Document text:

Speaker: Yongji Wang, Google DeepMind

Location: Warren Weaver Hall 1302

Date: Thursday, November 13, 2025, 11 a.m.

Synopsis:

Whether singularities can form in fluids remains a foundational unanswered question in mathematics. This phenomenon occurs when solutions to governing equations, such as the 3D Euler equations, develop infinite gradients from smooth initial conditions. Historically, numerical approaches have primarily identified stable singularities. However, these are not expected to exist for key open problems, such as the boundary-free Euler and Navier-Stokes cases. For these problems, the true challenge lies in finding unstable singularities, which are exceptionally elusive, as any tiny perturbation can divert the system from its blow-up trajectory.

In this talk, I will present a new computational framework which has led to the first systematic discovery of new families of unstable singularities in various fluid equations. Our approach merges curated machine learning architectures with a multi-stage training scheme and a high-precision Gauss-Newton optimizer, creating a powerful tool for navigating the complex landscape of nonlinear PDEs. Beyond discovering these singularities, the precision of this method is another key breakthrough, achieving unprecedented accuracies on the order of $O(10^{-13})$—a level constrained only by the round-off errors of the GPU hardware.

Data segment:
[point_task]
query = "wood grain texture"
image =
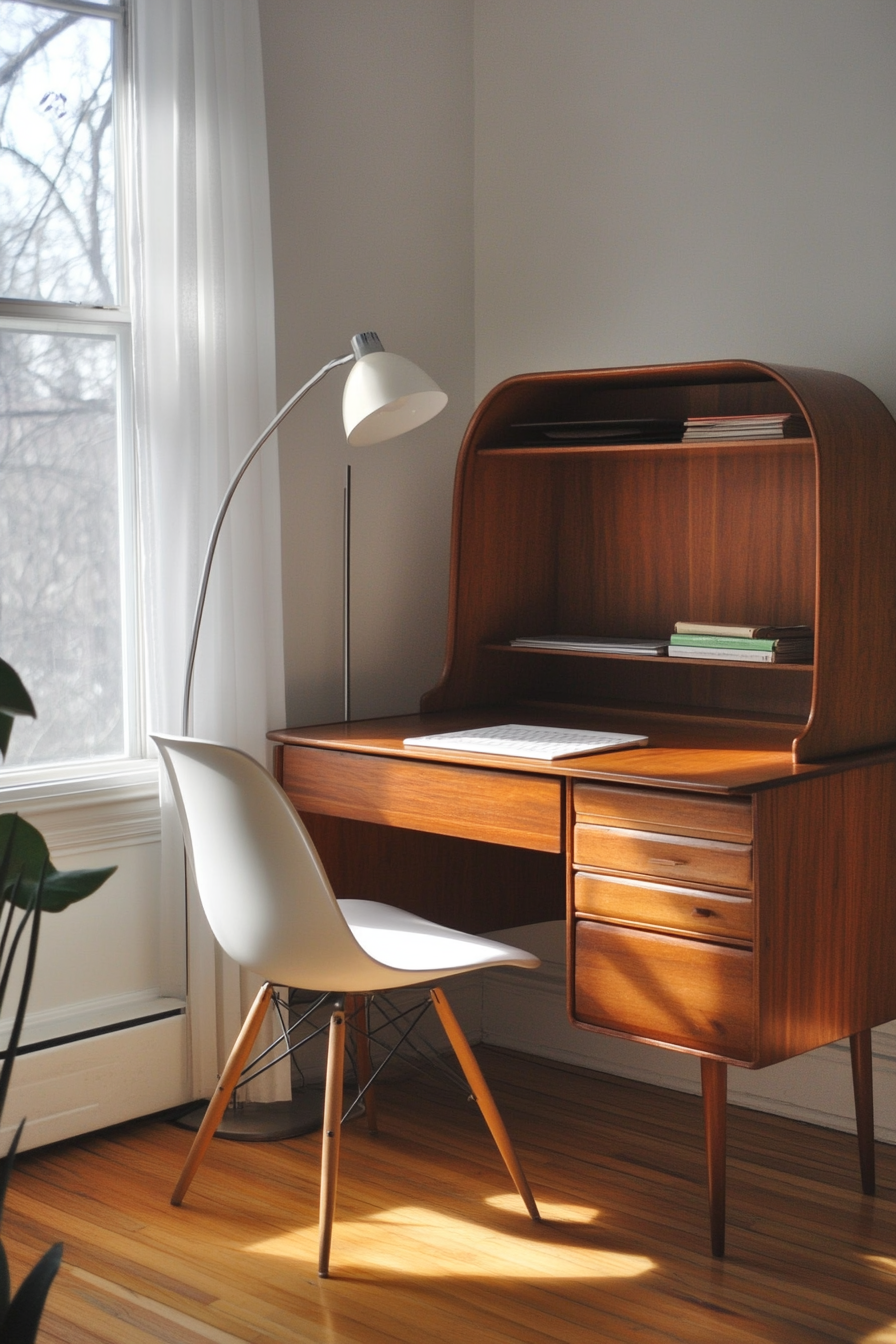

Given request 1:
Using the talk announcement, explain in one to three sentences why unstable singularities are so hard to find.
Given request 2:
Repeat the talk announcement from "Whether singularities can" up to and including "its blow-up trajectory.".
The data shown above comes from a different source than the talk announcement.

Worked answer 1:
Unstable singularities are exceptionally elusive because any tiny perturbation can divert the system from its blow-up trajectory.

Worked answer 2:
Whether singularities can form in fluids remains a foundational unanswered question in mathematics. This phenomenon occurs when solutions to governing equations, such as the 3D Euler equations, develop infinite gradients from smooth initial conditions. Historically, numerical approaches have primarily identified stable singularities. However, these are not expected to exist for key open problems, such as the boundary-free Euler and Navier-Stokes cases. For these problems, the true challenge lies in finding unstable singularities, which are exceptionally elusive, as any tiny perturbation can divert the system from its blow-up trajectory.